[begin RECORDS FOR THIS EXERCISE]
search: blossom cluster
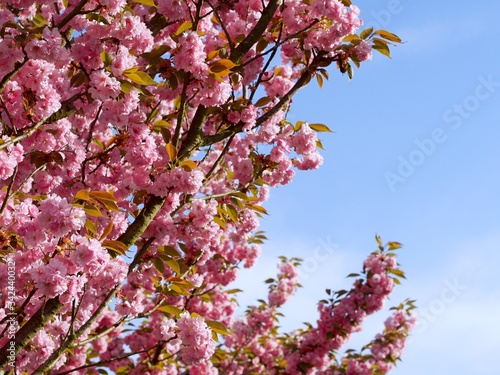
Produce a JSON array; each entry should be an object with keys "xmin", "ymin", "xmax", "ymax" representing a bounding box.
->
[{"xmin": 0, "ymin": 0, "xmax": 404, "ymax": 375}]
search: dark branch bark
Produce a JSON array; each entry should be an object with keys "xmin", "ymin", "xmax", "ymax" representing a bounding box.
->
[{"xmin": 229, "ymin": 0, "xmax": 281, "ymax": 64}]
[end RECORDS FOR THIS EXERCISE]
WHAT YOU NEED TO DO: Reproduce each of the rows above verbatim, omitting the pictures.

SOLUTION TO THIS PROBLEM:
search: blossom cluster
Produce a JSON array; each entry should be an object with keys "xmin", "ymin", "xmax", "ymax" representing a bounding box.
->
[{"xmin": 0, "ymin": 0, "xmax": 404, "ymax": 375}]
search: dark branch bark
Produce a JSON array; each entry should be an object with keys "xmin", "ymin", "xmax", "ymax" representing a bounding box.
->
[{"xmin": 229, "ymin": 0, "xmax": 281, "ymax": 64}]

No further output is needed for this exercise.